Selected extract section start
Not wanting to accept the fact that she was going to die, I reluctantly began to walk toward her room. My shoes made slight squeaking sounds, but all I could focus on were the rectangular square white ceiling tiles and the sadness in my heart. The hallway that led to her room was dark and dreary; it smelled slightly of urine. There was a slight draft, and I heard the other residents moaning for help. I was horrified—reliving that feeling I got the last time I was in a haunted house. It seemed like the hallway had gotten so much longer since the last time I had walked down it.
As I approached the thick, brown wood door, there was a blue and white nametag on it (about the size of a Pop Tart) that said “Fermina Pellot” in large, black block letters. I was not ready to go in and see my grandmother in her death bed. However, it was time to face the music; the moment in my life that I never wanted to happen was right before me. I chose to stay outside and get my composure. I watched my father and sobbing mother go in and say their good byes, and both come out with tears streaming down their faces. “Is she talking?” I asked. “Not a word,” cried my dad, his stern, olive face now broken red with sadness. It was my turn; the thought of not even going in crossed my mind, but I knew I would regret it. Hesitantly I took one step into her room, and I saw one of my most favorite people in the world laying in the bed on the left. She just lay there with her eyes softly closed in a state of tranquility. I smiled at her, and she did not respond; at that time a sense of loneliness overcame my body. Her complexion was transparent, her body skinny and fragile and her light pink mouth was gapping open. I walked closer to the bed and she began to breathe heavier and heavier. She could sense my presence. I reached for her hand, and it was ice cold.
Selected extract section end
### Tasks to complete
a) In the narrative about the grandmother, what name was printed on the nametag on the door?
b) Decide whether each statement agrees with the narrative about the grandmother, and quote the words that decide it: (i) The father said the grandmother was not talking. (ii) The narrator entered the room before the parents did. (iii) The grandmother's hand felt warm.
Recorded information section start
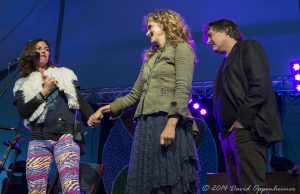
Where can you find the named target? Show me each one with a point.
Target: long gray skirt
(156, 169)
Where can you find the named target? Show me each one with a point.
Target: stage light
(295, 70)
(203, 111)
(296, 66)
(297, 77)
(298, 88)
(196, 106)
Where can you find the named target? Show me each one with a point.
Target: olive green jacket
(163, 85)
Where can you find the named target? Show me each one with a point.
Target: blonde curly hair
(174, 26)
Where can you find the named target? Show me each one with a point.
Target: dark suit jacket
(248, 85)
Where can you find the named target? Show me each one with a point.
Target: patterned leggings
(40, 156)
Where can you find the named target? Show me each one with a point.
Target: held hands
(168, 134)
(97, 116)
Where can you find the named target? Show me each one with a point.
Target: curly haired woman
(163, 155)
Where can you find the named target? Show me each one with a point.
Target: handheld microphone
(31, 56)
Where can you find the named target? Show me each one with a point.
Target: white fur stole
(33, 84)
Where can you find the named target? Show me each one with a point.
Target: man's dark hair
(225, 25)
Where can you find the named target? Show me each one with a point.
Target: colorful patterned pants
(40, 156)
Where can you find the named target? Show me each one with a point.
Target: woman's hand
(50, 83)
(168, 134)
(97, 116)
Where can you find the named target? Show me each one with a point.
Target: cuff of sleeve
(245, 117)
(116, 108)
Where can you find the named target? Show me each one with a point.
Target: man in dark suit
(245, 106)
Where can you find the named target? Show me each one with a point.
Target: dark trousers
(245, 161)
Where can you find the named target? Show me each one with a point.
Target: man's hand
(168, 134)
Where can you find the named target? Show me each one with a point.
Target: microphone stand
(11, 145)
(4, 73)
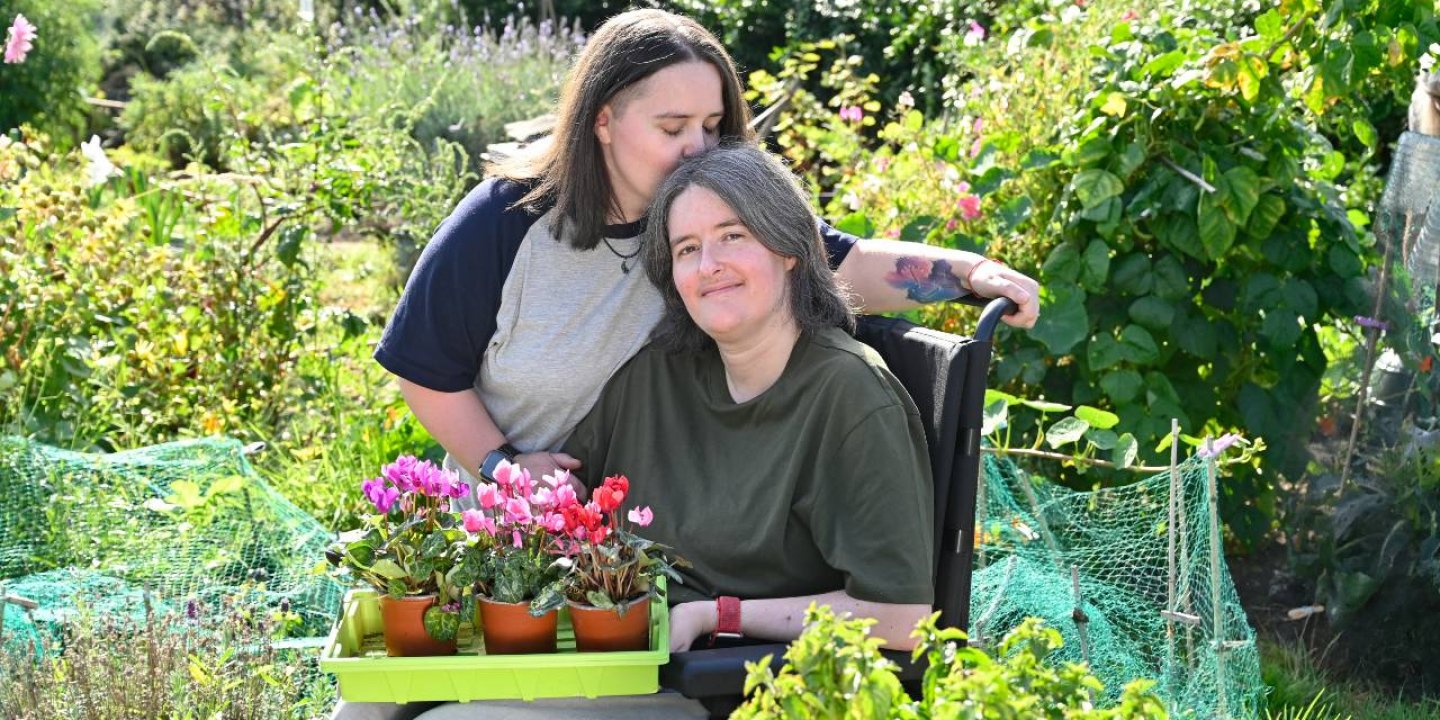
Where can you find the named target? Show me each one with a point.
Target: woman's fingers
Recorded information section end
### Responses by item number
a) Fermina Pellot

b)
(i) Yes: "“Not a word,” cried my dad"
(ii) No: "I watched my father and sobbing mother go in and say their good byes"
(iii) No: "I reached for her hand, and it was ice cold."